=== Document passage ===
Understanding the Three Doshas
One of the fundamental elements of Ayurvedic medicine is the idea of doshic balance. This refers to the unique combination (or constitution) of the three doshas: Vata, Pitta and Kapha.
The doshas are biological energies found throughout the human body and mind. They govern all physical and mental processes and provide every being with a unique blueprint for health and fulfillment. They're derived from the five elements: Vata is composed of space and air, Pitta of fire and water and Kapha of earth and water.
A person with a predominantly Vata constitution will have physical and mental qualities that reflect the elemental qualities of space and air. Vata types are usually quick thinking, thin and fast moving. A Pitta type on the other hand, will have qualities reflective of fire and water, such as a fiery personality and oily skin. Kapha types will often have a solid body frame and calm temperament, reflecting the underlying elements of Earth and Water.
The doshas are dynamic energies, and as a result they constantly change in response to our actions, thoughts, emotions, the foods we eat, the seasons and any other sensory inputs. When we live in alignment with our individual natures, we naturally make lifestyle and dietary decisions that create and maintain doshic balance. However, when we're out of alignment with our intrinsic natures, we support unhealthy patterns that lead to imbalances.
Vata is the energy of movement and the force governing all biological activity. Vata is often called the “King of the Doshas” since it governs the body’s greater life force and gives motion to Pitta and Kapha.
When in balance, a Vata type is active, creative and gifted with a natural ability to express and communicate. Common signs of Vata imbalance include anxiety and bodily disorders related to dryness, such as dry skin and constipation.
=== Provided data ===
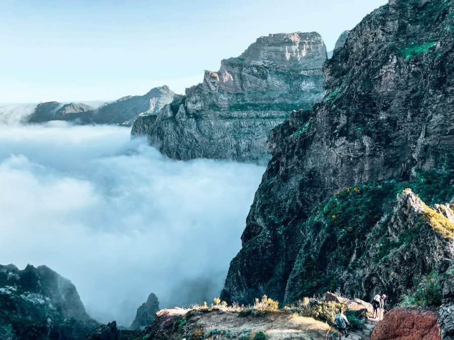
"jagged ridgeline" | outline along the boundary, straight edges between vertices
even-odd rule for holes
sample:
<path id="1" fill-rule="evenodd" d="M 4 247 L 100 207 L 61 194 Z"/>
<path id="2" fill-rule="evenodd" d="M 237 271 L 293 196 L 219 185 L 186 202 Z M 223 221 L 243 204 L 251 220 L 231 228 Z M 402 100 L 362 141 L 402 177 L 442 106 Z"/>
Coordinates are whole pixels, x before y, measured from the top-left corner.
<path id="1" fill-rule="evenodd" d="M 446 271 L 453 9 L 448 0 L 390 0 L 350 32 L 324 65 L 322 102 L 270 133 L 272 159 L 222 299 L 266 294 L 291 303 L 339 290 L 368 300 L 386 292 L 392 305 L 424 276 Z"/>
<path id="2" fill-rule="evenodd" d="M 327 59 L 316 32 L 261 37 L 241 55 L 222 60 L 217 72 L 166 105 L 139 117 L 133 135 L 177 159 L 233 159 L 266 164 L 270 130 L 295 108 L 308 109 L 323 94 Z"/>
<path id="3" fill-rule="evenodd" d="M 55 271 L 0 265 L 0 339 L 81 339 L 99 324 L 74 285 Z"/>
<path id="4" fill-rule="evenodd" d="M 46 102 L 38 104 L 25 120 L 28 123 L 65 120 L 79 124 L 130 126 L 139 114 L 156 113 L 177 97 L 164 85 L 152 89 L 143 96 L 126 96 L 96 109 L 82 103 Z"/>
===
**Exercise**: Copy everything in the passage on the three doshas from "A person with" down to "lead to imbalances." word for word.

**Answer space**:
A person with a predominantly Vata constitution will have physical and mental qualities that reflect the elemental qualities of space and air. Vata types are usually quick thinking, thin and fast moving. A Pitta type on the other hand, will have qualities reflective of fire and water, such as a fiery personality and oily skin. Kapha types will often have a solid body frame and calm temperament, reflecting the underlying elements of Earth and Water.
The doshas are dynamic energies, and as a result they constantly change in response to our actions, thoughts, emotions, the foods we eat, the seasons and any other sensory inputs. When we live in alignment with our individual natures, we naturally make lifestyle and dietary decisions that create and maintain doshic balance. However, when we're out of alignment with our intrinsic natures, we support unhealthy patterns that lead to imbalances.